# WHAT THIS TASK INVOLVES
Could you rewrite the chess commentary starting at "The other tournament" and ending at "out the draw.", with every "bishop" changed to "knight"?

# GIVEN PASSAGE
<<<<

Penultimate Round in Candidates

by admin on March 27, 2016

Let me start with an apology. I haven’t been following the Candidates’ Tournament in Moscow very closely — in particular, I haven’t been watching the live broadcasts, although I have been reading about the games on Chessbase.com afterwards. I guess my apathy is partly because it seems to be all the “usual suspects” playing, and because there have been quite a lot of draws. (Anish Giri has drawn all of his 13 games so far!)

But I have to say that the penultimate round, even though it looks like another boring draw-fest, served up a lot of drama. The only win was Nakamura (who was second to last) over Topalov (who was in last place), so that had little consequence for the outcome of the tournament. But the games of the two tournament leaders were far from routine! Both of them went more than 100 moves.

In Caruana – Svidler, we got to the infamous R+B vs. R endgame, which I have called one of the “four endgames of the apocalypse.” [Note added later in the day. I should have included a link, and Ill do it now: The Fourth Endgame of the Apocalpyse.] It’s the one relatively common ending that is so difficult that even the very best players routinely botch it, and sure enough, that happened again. First Svidler botched the draw, allowing Caruana to reach a Philidor position, and then Caruana mixed up the move order and allowed Svidler to escape! That may very well cost him a shot at the world championship, as I will explain below.

The other tournament leader, Sergei Karjakin, was holding for dear life, as he went to an endgame with two pawns against a piece. I haven’t done any kind of serious analysis on it; maybe it was obvious all along that Karjakin would hold a draw. One of his extra pawns was a passed pawn on the seventh rank, and even though it was never a threat to queen (because Karjakin’s bishop was on the color of the promotion square), it did cut down the mobility of Karjakin’s bishop. It’s as if the bishop was held down by a ball and chain; it can only move on one diagonal.

Let’s put it this way. Give me Karjakin’s position against a GM and I would probably lose. So he had to do some serious work to pull out the draw.

So with Caruana on the better side of equal and Karjakin on the worse side of equal, there were many ways in which the day could have ended with Caruana in the lead. The fact that they are still tied has to be considered a triumph for Karjakin, especially since he has the tiebreak.

>>>>

# STORED DATA
<<<<

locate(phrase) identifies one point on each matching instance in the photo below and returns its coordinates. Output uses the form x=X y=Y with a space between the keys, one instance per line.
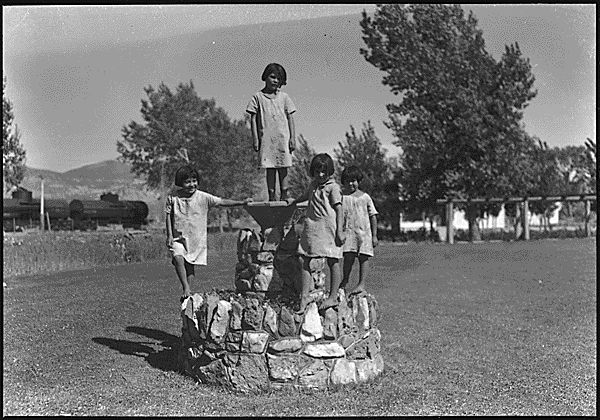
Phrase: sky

>>>>

# SOLUTION
The other tournament leader, Sergei Karjakin, was holding for dear life, as he went to an endgame with two pawns against a piece. I haven’t done any kind of serious analysis on it; maybe it was obvious all along that Karjakin would hold a draw. One of his extra pawns was a passed pawn on the seventh rank, and even though it was never a threat to queen (because Karjakin’s knight was on the color of the promotion square), it did cut down the mobility of Karjakin’s knight. It’s as if the knight was held down by a ball and chain; it can only move on one diagonal.

Let’s put it this way. Give me Karjakin’s position against a GM and I would probably lose. So he had to do some serious work to pull out the draw.